### Task objective:
Can you repeat these lines of the data verbatim, starting at the line that contains "the bush, farthest" and stopping after the line that contains "x=798 y=758"?

(Saved data entries)

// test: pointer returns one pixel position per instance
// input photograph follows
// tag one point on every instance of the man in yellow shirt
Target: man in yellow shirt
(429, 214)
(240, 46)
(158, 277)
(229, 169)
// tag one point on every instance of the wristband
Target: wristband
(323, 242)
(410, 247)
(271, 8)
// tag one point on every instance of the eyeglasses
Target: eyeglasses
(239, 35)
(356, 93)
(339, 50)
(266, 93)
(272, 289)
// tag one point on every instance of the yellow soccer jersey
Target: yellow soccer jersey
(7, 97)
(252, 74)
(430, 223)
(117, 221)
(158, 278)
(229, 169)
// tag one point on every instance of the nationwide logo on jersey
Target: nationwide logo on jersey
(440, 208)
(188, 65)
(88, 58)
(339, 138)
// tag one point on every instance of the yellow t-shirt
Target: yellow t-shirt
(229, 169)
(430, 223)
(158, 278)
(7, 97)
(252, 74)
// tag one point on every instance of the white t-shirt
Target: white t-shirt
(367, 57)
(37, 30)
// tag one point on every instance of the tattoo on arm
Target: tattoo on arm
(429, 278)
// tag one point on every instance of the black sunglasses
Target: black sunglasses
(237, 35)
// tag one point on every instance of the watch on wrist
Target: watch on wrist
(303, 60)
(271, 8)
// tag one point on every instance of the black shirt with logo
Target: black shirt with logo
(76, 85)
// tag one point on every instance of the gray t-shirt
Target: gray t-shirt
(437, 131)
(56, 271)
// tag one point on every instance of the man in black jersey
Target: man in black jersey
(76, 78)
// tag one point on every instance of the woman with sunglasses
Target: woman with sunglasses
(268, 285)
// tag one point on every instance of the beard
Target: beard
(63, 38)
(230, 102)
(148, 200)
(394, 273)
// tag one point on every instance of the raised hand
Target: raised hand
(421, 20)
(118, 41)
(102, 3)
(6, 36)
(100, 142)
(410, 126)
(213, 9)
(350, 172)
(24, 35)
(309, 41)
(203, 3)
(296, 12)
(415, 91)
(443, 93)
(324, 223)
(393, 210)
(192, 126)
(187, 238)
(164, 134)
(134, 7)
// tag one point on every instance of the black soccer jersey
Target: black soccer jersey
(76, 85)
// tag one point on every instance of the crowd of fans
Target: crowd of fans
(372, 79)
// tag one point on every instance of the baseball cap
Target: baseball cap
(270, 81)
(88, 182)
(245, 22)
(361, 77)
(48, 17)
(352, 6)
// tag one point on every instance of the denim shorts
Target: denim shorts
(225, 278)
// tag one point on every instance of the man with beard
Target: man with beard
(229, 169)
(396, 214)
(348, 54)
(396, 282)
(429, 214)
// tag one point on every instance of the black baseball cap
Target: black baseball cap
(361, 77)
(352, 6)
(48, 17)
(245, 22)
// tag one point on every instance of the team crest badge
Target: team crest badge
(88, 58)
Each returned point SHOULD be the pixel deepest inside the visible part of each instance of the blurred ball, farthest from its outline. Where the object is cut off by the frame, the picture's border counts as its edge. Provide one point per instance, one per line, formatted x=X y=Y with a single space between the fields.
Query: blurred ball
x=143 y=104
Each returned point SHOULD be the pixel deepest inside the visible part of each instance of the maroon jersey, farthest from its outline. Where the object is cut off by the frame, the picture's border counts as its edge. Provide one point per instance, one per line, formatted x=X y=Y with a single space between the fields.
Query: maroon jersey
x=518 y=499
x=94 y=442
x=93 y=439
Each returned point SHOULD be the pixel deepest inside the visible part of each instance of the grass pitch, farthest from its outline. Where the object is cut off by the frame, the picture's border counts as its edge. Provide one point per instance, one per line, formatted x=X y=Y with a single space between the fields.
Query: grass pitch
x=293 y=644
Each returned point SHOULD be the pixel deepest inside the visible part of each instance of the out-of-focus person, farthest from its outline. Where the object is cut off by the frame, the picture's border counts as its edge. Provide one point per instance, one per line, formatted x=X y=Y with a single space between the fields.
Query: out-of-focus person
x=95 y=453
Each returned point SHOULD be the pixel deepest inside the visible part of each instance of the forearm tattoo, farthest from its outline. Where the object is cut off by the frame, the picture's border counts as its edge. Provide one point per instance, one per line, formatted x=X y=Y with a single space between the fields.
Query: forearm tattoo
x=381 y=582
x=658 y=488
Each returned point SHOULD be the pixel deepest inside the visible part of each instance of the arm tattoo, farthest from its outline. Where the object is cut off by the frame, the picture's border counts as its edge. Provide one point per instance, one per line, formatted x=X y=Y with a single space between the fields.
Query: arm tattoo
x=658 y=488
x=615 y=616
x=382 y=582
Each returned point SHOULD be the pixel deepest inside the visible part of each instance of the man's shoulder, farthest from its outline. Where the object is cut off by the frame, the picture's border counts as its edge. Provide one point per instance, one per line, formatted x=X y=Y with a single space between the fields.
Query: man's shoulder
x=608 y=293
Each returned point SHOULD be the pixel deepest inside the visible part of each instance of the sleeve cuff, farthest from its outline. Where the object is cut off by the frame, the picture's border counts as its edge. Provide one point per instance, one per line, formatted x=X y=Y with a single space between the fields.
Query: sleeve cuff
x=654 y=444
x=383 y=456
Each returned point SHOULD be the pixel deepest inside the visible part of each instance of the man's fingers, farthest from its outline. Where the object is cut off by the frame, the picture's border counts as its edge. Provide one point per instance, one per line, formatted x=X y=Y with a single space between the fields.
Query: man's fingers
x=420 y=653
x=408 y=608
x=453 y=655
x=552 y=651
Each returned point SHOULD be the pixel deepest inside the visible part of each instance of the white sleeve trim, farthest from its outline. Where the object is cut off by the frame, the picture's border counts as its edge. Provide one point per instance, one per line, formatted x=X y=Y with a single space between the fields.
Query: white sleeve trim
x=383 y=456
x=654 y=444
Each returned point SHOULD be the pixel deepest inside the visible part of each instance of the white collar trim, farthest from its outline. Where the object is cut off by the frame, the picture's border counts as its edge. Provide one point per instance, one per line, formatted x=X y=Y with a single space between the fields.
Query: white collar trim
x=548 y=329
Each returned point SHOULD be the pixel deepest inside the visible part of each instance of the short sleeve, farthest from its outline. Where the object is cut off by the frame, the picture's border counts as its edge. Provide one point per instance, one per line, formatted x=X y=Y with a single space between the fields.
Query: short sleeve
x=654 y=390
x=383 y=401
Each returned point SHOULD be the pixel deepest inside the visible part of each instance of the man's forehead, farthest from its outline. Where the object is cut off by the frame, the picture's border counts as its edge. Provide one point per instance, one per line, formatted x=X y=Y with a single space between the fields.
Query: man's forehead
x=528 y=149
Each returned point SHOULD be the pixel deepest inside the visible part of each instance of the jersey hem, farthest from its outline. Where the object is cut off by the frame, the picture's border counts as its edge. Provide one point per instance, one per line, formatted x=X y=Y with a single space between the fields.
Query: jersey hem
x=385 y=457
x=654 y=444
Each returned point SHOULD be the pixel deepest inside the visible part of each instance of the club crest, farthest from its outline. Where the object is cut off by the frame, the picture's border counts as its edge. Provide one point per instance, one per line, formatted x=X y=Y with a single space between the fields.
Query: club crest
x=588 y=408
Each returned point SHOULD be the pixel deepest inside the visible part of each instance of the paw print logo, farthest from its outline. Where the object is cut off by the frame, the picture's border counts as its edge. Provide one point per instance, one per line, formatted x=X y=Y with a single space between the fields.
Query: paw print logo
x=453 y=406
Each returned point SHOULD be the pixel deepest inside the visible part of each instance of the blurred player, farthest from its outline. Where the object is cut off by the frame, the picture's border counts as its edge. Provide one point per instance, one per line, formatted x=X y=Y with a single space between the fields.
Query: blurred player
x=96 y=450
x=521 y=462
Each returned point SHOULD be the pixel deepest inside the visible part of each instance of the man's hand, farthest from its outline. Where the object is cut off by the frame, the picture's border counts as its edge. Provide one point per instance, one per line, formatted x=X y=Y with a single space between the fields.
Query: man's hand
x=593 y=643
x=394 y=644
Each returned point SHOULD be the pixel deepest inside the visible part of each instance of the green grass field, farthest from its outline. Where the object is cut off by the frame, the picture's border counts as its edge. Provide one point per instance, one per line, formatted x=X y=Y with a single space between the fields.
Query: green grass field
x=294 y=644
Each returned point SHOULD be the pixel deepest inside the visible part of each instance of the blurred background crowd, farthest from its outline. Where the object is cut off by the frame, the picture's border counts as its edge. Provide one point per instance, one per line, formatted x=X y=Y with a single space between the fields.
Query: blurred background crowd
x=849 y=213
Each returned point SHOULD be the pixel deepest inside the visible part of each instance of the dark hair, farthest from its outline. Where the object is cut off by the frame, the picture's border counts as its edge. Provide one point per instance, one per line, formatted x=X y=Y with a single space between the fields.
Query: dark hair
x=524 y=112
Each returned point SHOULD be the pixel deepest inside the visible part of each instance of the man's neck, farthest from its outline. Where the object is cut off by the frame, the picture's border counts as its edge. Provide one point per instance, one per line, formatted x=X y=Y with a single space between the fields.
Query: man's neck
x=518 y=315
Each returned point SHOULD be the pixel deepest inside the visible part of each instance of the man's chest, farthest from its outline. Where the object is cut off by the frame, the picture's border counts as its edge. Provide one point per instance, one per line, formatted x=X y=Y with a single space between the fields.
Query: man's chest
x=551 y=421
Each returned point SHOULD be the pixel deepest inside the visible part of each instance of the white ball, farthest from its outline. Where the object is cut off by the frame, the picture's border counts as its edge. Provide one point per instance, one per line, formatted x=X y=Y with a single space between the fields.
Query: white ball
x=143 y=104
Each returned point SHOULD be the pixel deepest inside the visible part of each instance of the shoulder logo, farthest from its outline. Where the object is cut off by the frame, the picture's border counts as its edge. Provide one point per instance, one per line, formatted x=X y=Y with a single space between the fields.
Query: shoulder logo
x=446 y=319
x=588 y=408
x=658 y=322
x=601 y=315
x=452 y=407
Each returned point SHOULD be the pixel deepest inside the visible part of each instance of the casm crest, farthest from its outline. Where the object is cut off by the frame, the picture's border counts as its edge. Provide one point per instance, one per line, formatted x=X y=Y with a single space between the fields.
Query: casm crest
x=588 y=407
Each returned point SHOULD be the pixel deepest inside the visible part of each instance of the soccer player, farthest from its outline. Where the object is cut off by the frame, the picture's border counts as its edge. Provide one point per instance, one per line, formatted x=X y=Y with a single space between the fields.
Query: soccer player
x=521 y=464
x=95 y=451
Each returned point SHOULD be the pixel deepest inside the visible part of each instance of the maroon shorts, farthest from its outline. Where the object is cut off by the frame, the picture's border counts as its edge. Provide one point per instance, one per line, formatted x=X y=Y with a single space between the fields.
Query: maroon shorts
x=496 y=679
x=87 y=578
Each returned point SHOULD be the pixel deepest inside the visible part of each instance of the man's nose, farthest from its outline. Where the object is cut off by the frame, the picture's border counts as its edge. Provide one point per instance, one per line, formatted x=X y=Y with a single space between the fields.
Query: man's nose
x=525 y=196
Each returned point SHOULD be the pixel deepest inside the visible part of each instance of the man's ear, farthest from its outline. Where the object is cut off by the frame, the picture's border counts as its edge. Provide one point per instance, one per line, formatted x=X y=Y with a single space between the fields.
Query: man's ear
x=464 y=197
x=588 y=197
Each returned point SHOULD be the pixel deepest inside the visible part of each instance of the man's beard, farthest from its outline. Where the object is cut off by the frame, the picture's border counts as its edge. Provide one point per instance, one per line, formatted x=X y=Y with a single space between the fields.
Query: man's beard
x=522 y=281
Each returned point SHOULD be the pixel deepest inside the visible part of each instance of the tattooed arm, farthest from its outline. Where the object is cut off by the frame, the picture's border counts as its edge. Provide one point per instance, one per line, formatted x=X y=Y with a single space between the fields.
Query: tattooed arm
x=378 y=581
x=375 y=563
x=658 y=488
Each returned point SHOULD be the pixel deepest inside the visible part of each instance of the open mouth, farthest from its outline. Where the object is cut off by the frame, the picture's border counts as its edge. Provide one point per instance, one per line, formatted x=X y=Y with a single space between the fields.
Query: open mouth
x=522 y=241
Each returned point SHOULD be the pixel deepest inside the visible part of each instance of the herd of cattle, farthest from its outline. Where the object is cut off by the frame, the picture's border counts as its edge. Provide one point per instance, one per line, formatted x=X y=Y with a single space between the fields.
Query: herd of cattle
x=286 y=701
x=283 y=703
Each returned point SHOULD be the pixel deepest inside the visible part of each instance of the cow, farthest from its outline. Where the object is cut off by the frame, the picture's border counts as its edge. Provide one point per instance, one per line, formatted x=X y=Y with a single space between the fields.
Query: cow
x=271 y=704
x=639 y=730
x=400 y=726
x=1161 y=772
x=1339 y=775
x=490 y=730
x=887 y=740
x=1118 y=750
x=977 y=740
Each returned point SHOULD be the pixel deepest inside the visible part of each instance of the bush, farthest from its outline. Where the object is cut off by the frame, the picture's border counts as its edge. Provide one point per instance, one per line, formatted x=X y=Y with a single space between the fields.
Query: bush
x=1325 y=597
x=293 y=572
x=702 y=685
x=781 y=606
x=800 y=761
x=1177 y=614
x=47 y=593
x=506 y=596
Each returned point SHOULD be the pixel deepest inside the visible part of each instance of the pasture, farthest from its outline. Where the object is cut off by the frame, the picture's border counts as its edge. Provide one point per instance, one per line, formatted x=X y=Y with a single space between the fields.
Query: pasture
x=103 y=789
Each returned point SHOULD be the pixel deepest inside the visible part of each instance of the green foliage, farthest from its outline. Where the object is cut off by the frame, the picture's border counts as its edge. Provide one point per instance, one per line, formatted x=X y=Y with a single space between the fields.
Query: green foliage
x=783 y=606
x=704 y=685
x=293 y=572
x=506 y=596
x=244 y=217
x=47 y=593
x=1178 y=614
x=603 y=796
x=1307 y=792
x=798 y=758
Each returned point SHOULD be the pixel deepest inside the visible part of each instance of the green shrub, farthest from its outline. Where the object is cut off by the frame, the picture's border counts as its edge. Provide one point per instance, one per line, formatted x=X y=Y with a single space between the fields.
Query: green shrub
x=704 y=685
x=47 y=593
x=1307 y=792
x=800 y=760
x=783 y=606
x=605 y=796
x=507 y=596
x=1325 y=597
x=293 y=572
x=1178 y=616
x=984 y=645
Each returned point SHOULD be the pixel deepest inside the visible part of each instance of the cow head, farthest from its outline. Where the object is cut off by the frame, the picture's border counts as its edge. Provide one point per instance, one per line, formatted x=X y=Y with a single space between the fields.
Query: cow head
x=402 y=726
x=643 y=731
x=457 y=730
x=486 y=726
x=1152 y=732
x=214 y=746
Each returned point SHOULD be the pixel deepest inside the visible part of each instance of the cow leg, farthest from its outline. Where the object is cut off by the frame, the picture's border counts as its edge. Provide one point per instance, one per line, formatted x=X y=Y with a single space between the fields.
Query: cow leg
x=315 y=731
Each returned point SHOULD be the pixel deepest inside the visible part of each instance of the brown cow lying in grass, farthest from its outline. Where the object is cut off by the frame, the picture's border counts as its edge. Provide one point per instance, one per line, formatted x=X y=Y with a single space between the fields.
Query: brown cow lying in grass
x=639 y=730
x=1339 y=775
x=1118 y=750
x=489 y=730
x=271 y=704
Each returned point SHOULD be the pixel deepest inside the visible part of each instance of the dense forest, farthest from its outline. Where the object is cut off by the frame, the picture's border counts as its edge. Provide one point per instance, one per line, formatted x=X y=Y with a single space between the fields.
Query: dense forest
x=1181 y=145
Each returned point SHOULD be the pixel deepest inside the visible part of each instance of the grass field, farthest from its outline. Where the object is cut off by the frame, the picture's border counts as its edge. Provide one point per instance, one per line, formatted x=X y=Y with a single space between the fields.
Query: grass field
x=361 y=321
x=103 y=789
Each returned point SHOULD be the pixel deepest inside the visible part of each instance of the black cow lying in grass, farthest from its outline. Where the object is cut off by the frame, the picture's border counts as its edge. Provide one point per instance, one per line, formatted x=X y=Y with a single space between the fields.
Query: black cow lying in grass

### Solution:
Each returned point SHOULD be the pixel deepest inside the visible part of each instance of the bush, farthest from its outline. Where the object is cut off by the frame, the picture's border counts as its edge. Provide one point per instance, one per line, formatted x=X y=Y with a single space between the fields.
Query: bush
x=1325 y=597
x=293 y=572
x=702 y=685
x=781 y=606
x=800 y=761
x=1177 y=614
x=47 y=593
x=506 y=596
Each returned point SHOULD be the pixel deepest inside the visible part of each instance of the pasture, farthest from its outline. Where the object is cut off by the frame, the picture's border counts as its edge. Provide one point per instance, one per line, formatted x=X y=Y with a single space between the fields.
Query: pasture
x=103 y=789
Each returned point SHOULD be the pixel deepest inside the visible part of each instance of the green foliage, farthest from its outline. Where the object is cut off by the frame, the picture's border counts as its edge. Provide one point per instance, one per line, formatted x=X y=Y with a single space between the fields.
Query: green foliage
x=783 y=606
x=704 y=685
x=293 y=572
x=506 y=596
x=244 y=217
x=47 y=593
x=1178 y=614
x=603 y=796
x=1307 y=792
x=798 y=758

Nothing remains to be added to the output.